EXERCISE DETAILS:
Copy out all of the data word for word. Omit every picture.

--- INFORMATION SUPPLIED Enclosed Below ---

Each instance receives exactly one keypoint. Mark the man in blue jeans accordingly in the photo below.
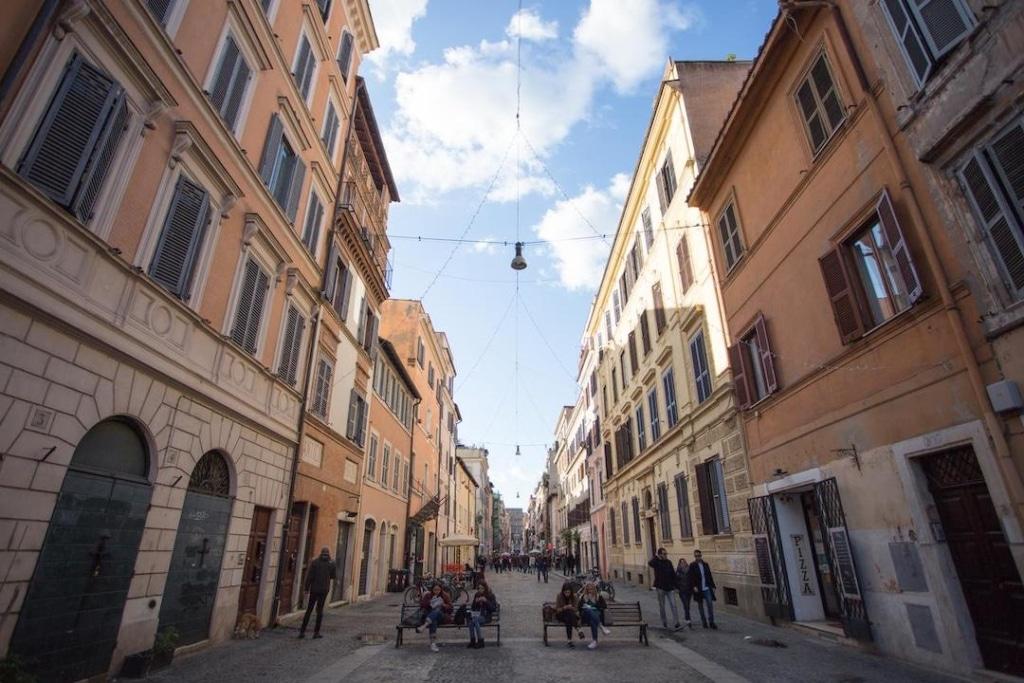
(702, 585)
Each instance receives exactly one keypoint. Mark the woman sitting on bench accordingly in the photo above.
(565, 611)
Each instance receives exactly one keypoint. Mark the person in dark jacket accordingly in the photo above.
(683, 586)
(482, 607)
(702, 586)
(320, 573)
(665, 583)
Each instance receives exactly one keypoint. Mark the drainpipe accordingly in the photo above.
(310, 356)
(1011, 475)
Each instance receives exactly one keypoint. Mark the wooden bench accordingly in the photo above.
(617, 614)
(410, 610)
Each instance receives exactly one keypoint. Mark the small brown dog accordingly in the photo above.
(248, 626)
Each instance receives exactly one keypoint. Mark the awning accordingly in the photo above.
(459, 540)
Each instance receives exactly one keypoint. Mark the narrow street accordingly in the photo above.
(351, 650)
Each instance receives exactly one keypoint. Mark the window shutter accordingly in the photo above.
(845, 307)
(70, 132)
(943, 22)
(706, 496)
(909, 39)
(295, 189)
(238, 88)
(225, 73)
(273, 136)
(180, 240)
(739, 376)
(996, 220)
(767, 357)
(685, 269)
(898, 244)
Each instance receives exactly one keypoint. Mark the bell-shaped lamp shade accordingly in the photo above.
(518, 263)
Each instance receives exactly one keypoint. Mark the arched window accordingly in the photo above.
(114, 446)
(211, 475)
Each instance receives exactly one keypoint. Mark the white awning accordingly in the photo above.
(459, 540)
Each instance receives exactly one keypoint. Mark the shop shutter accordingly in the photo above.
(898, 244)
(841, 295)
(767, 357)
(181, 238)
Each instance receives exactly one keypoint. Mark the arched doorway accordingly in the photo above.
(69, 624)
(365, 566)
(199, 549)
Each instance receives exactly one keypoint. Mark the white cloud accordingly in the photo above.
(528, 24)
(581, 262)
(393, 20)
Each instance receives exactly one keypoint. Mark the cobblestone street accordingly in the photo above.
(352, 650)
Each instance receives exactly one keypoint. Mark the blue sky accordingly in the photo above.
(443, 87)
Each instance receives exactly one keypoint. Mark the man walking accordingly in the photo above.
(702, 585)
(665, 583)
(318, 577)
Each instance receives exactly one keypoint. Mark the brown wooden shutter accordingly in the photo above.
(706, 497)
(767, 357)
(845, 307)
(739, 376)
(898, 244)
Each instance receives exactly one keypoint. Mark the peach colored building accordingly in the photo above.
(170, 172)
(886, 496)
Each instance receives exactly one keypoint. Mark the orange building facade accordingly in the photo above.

--- End of Enclosed INFORMATION SUPPLIED ---

RESPONSE TO THIS TASK:
Each instance receives exactly one keypoint. Mark the man in blue jeans accordingly in the photo below.
(702, 585)
Each instance receives exactly one keypoint. Mark the woman sitting on bench accordingly in the photo above.
(565, 611)
Each instance receives exactly one keypoint. Mark the person in dark jacket accordingly in the photo above.
(683, 586)
(482, 607)
(702, 586)
(320, 573)
(665, 583)
Each instance receives exactly one keypoint. Mark the drainpipe accordingly in the photo above.
(310, 356)
(1011, 475)
Each instance receives exactly one keypoint. Mark the wooden bench accordingly in the photo above.
(617, 614)
(410, 610)
Each instance receives exactly one keypoint. Mark the small brown dog accordingly in the photo above.
(248, 626)
Each instance receives exactly one keypoint. Mark the awning accordingly in the photo above.
(459, 540)
Each instance receives exactly one keypoint. Mark the narrow street accordingly in the photo above.
(351, 650)
Each instance receives exactly one keypoint. Mark the window shutter accordingly in the photo above.
(845, 307)
(70, 132)
(943, 22)
(706, 496)
(909, 39)
(295, 189)
(238, 88)
(225, 73)
(273, 136)
(180, 240)
(739, 376)
(996, 220)
(767, 357)
(685, 269)
(898, 244)
Each instance receives exactly one keypoint. Mark the bell-shaped lamp shade accordingly in the photo above.
(518, 263)
Each instance receives exactly one keypoint. Mark the arched window accordingly in the photo above.
(114, 446)
(211, 475)
Each instance receives exactly one keypoint. Mark the white awning accordingly in the photo above.
(459, 540)
Each instance receives exactly one keypoint. Mark the shop shutter accordingly in the photo above.
(898, 244)
(841, 295)
(767, 357)
(181, 238)
Each instance receives exactly one keypoint. Mark the arched doorway accordingly in the photo above.
(69, 624)
(365, 566)
(199, 549)
Each instance receives exactly one keypoint. Mark the white cloud accordingly in the photo above.
(528, 24)
(581, 262)
(393, 20)
Each instance receives exactly one keypoint. Mark the cobblestone street accordingly in the photo above.
(352, 650)
Each instance receives exactly one keypoint. Mark the blue sky accordingly in the photo above.
(443, 87)
Each instance receives exactly one keypoint. Mark the man walking accordingly in the photo above.
(702, 585)
(665, 583)
(318, 577)
Each instance receives exactly one keypoint. Mark the brown wooden shutter accordingly in the photo above.
(706, 497)
(767, 357)
(845, 307)
(739, 376)
(898, 244)
Each instance receives exactly one keypoint. Mark the peach colored building accordingly in the photo above.
(170, 172)
(886, 496)
Each instance receives exactly one keypoint. Mark the orange building facade accordingly in the photo above.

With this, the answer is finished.